- [Soal Singkat]: Temukan semua baris di bawah ini yang mengandung kata "building", lalu salin setiap baris tersebut.

- [Daftar Entri]:
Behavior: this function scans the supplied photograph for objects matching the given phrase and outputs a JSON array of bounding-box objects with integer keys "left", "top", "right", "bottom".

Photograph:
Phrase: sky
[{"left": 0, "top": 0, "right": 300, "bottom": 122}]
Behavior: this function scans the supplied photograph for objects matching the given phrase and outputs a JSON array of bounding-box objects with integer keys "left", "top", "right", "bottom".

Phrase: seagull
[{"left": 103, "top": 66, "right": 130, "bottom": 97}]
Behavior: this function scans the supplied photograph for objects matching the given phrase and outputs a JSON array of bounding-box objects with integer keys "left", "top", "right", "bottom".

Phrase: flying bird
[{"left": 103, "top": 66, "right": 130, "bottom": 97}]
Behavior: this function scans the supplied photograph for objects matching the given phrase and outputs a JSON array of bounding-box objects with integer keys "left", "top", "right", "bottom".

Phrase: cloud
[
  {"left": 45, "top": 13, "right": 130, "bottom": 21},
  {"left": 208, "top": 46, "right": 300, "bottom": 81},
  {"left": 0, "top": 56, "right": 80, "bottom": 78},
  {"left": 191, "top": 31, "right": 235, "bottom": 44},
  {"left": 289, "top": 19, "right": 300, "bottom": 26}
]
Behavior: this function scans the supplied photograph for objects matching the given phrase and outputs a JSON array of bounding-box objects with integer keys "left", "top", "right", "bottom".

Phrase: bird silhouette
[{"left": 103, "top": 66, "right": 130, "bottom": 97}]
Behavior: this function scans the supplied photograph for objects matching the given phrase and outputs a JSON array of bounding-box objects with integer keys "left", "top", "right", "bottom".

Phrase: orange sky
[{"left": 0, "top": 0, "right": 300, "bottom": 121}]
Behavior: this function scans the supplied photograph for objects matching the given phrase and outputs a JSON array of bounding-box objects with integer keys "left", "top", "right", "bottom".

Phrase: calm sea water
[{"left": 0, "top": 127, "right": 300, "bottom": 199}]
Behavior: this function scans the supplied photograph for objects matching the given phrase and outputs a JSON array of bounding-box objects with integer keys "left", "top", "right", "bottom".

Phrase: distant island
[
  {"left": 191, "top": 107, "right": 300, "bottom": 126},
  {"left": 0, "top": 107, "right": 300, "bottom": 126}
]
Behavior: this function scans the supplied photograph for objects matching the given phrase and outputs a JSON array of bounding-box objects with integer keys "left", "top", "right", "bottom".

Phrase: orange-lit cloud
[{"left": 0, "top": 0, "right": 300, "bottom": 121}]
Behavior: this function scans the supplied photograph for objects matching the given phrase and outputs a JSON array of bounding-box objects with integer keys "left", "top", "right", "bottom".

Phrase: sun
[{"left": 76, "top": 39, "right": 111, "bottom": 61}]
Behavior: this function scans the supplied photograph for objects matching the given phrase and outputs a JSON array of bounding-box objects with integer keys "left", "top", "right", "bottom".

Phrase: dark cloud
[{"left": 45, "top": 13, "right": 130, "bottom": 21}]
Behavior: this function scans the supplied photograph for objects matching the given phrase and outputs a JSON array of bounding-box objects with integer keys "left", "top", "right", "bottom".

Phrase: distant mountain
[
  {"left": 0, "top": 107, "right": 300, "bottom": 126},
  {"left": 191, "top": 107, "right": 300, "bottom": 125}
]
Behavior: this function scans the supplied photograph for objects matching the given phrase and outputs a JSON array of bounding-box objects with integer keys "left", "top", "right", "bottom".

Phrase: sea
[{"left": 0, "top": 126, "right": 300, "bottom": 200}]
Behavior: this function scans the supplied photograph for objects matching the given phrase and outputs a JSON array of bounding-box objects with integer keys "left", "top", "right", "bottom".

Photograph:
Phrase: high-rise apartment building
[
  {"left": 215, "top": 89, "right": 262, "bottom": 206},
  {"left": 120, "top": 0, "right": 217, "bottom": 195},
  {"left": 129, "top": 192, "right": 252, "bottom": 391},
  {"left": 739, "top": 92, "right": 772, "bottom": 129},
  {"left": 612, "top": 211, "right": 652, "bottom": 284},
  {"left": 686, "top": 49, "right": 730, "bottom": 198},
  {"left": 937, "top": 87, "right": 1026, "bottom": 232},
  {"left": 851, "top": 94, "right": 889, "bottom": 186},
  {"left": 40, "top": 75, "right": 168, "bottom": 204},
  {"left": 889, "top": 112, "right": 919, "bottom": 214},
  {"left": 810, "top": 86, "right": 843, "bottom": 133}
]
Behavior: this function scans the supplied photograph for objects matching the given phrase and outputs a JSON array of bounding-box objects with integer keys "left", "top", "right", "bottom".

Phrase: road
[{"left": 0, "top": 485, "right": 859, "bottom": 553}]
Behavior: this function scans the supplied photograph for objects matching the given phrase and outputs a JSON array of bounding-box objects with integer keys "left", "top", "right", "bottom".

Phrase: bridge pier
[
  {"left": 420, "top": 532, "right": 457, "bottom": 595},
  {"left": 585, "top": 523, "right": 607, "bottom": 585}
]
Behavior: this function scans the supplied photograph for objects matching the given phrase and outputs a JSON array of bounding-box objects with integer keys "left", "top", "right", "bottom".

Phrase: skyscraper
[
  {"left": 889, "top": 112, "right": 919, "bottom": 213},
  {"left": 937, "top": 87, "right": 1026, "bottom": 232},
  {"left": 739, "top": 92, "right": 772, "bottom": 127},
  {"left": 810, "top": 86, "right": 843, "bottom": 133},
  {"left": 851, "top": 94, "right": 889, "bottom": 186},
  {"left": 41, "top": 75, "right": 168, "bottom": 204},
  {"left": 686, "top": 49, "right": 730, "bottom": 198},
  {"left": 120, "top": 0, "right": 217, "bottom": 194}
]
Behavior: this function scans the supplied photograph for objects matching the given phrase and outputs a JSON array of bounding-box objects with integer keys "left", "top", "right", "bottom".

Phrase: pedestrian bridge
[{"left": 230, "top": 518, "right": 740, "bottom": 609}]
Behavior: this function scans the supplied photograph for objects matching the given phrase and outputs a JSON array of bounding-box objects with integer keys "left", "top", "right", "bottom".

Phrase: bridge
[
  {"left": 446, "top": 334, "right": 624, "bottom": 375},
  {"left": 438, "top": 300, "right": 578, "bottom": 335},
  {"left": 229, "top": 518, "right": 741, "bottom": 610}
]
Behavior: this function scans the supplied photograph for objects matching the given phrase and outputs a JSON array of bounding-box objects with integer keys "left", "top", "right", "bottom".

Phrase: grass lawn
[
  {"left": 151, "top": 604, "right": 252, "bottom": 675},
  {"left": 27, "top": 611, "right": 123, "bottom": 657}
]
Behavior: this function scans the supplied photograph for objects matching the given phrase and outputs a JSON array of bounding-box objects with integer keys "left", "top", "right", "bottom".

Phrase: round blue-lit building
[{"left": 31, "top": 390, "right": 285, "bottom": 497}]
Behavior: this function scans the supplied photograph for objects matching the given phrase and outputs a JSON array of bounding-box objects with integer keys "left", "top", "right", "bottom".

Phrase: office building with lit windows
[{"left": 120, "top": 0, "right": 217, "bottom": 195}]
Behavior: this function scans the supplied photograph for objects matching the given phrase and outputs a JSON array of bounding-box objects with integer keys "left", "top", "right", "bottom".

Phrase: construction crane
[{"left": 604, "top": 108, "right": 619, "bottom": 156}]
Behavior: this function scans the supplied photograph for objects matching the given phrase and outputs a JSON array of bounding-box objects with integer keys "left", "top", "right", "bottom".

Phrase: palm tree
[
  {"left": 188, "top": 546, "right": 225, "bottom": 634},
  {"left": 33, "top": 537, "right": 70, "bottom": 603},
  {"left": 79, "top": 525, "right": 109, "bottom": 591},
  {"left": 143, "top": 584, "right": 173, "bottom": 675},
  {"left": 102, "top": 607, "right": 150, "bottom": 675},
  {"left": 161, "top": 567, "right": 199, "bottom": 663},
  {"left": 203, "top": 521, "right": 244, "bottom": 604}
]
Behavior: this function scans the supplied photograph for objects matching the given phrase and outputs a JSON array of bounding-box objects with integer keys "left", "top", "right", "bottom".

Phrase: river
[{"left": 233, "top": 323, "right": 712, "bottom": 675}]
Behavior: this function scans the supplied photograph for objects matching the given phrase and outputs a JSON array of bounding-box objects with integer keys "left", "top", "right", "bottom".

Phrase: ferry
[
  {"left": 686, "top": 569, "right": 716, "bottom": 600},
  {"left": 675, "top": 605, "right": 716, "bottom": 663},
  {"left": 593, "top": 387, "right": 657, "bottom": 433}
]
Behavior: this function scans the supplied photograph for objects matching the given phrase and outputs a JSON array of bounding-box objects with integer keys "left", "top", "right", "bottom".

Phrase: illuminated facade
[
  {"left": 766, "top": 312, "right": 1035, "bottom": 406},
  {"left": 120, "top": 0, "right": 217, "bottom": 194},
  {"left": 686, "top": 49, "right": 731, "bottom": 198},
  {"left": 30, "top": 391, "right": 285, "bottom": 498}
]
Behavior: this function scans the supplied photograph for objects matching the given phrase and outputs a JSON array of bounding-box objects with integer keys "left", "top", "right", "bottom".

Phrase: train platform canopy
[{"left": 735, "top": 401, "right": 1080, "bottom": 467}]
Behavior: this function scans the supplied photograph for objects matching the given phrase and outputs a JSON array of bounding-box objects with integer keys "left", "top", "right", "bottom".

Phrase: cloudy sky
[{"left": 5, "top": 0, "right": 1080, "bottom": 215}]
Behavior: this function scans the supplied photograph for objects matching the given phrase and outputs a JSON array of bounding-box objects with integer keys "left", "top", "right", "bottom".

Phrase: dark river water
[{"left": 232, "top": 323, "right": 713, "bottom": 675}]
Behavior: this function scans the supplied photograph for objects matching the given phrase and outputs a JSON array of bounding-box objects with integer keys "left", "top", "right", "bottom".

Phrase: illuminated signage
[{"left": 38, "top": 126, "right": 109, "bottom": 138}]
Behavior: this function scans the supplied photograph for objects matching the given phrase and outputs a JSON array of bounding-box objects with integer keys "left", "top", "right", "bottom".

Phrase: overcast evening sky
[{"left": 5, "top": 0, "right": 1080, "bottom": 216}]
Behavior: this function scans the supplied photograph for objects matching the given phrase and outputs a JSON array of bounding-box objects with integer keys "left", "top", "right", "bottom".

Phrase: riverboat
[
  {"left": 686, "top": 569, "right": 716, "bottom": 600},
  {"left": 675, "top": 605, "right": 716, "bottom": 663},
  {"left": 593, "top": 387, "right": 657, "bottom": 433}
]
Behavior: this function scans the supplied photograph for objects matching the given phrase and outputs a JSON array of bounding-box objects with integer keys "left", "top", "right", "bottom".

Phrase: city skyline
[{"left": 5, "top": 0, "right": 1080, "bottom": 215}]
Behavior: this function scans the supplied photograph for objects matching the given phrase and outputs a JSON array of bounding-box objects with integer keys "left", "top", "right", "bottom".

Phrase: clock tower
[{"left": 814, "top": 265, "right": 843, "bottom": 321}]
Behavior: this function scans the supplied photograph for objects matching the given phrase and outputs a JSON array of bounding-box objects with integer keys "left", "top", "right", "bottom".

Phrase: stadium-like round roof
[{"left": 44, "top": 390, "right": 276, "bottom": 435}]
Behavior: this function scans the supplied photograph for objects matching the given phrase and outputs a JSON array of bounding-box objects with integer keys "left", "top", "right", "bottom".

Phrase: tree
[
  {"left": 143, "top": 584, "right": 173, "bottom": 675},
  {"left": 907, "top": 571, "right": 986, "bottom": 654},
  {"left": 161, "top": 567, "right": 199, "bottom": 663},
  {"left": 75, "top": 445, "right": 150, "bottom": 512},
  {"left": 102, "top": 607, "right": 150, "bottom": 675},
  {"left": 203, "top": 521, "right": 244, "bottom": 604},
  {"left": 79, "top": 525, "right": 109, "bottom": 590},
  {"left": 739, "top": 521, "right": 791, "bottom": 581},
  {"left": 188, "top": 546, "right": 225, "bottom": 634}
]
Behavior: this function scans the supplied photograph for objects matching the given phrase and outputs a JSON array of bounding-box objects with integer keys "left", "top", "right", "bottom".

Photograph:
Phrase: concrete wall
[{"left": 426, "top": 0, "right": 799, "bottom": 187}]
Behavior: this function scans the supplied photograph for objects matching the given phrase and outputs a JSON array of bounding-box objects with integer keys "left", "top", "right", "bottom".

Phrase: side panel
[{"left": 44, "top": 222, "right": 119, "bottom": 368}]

- [Penyelesaian Soal]:
Phrase: high-rise apartment building
Phrase: round blue-lit building
Phrase: office building with lit windows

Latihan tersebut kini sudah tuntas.